• _Assignment_:
Nothing should change. Output the data exactly.
= = = =
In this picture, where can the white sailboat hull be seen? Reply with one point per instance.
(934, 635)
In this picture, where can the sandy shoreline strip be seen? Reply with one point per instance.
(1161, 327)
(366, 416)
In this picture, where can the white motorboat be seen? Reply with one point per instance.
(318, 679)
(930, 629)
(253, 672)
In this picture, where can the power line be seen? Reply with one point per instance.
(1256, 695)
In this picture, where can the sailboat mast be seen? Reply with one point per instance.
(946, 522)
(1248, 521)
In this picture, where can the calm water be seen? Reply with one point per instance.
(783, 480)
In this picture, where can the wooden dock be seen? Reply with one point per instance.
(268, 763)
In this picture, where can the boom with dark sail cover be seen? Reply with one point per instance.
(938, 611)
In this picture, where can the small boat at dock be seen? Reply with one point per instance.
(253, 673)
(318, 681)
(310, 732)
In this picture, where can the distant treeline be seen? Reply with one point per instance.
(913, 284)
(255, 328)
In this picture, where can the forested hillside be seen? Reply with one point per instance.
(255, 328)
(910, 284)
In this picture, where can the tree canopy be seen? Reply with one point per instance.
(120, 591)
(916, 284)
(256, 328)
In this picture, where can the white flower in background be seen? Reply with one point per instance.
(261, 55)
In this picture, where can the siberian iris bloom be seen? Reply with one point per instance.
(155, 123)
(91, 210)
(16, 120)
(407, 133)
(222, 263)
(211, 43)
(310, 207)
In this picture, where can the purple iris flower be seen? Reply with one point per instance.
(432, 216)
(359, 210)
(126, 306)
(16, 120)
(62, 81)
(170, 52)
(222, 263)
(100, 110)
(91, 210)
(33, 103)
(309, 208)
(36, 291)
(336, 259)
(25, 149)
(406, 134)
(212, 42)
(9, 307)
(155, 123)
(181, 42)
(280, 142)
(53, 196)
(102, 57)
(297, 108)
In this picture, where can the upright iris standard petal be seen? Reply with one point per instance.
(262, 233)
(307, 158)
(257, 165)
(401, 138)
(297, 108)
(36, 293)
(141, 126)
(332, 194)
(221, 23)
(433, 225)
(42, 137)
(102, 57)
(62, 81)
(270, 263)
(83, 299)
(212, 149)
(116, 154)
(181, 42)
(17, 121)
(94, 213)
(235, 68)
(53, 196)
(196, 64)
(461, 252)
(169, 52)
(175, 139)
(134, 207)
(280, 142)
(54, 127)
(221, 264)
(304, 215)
= = = =
• _The completed task_:
In this picture, where can the white sailboat hull be seen? Reply with one point per instance.
(934, 635)
In this picture, where can the sandy shoreline strip be seen? Reply with one point per instance.
(1161, 327)
(366, 416)
In this picture, where can the white motorboat be seen? Reply with one point per instance.
(318, 679)
(930, 629)
(253, 672)
In this picture, where can the power line be seen? Reply with one point per instance.
(1256, 695)
In this picture, where can the sailboat mast be seen? Reply with one point per instance.
(946, 522)
(1248, 521)
In this picture, where can the calm water be seen? Reply with one point per instance.
(783, 480)
In this picture, where can the wooden dock be seen? Reply with one point per instance.
(268, 763)
In this picture, where can the boom with dark sail cover be seen? Reply with one point per instance.
(938, 611)
In this picture, where can the small boat at dock be seen? Reply with one point per instance.
(253, 673)
(318, 681)
(310, 732)
In this picture, where can the distant treeline be seen? Reply with one point per instance.
(913, 284)
(255, 328)
In this picture, where can the forested hillside be seen? Reply with one point per instance.
(255, 328)
(910, 284)
In this picture, where can the tree canopy be seen? Reply with one point per instance.
(120, 591)
(916, 284)
(256, 328)
In this picture, where can the white flower in background be seen? Reply with one point per instance.
(261, 55)
In this picture, where can the siberian iris bloom be seen? Reply with one point per instance.
(155, 123)
(91, 210)
(16, 120)
(407, 133)
(222, 263)
(211, 43)
(310, 207)
In this picture, where can the purple iris flower be seen? Reply with one point per instance.
(432, 216)
(359, 210)
(126, 306)
(16, 120)
(62, 81)
(170, 52)
(222, 263)
(100, 110)
(91, 210)
(33, 103)
(309, 208)
(36, 291)
(336, 259)
(25, 149)
(406, 134)
(212, 42)
(9, 307)
(155, 123)
(181, 42)
(280, 142)
(53, 196)
(102, 57)
(297, 108)
In this picture, where can the upright iris standard petal be seen? Reply with one point per instance.
(262, 233)
(307, 158)
(257, 165)
(401, 138)
(297, 108)
(36, 293)
(141, 126)
(332, 194)
(221, 23)
(433, 225)
(42, 137)
(102, 57)
(62, 81)
(270, 263)
(83, 299)
(212, 149)
(116, 154)
(181, 42)
(17, 121)
(94, 213)
(235, 68)
(53, 196)
(196, 64)
(461, 252)
(169, 52)
(175, 139)
(134, 207)
(280, 142)
(54, 127)
(221, 264)
(304, 215)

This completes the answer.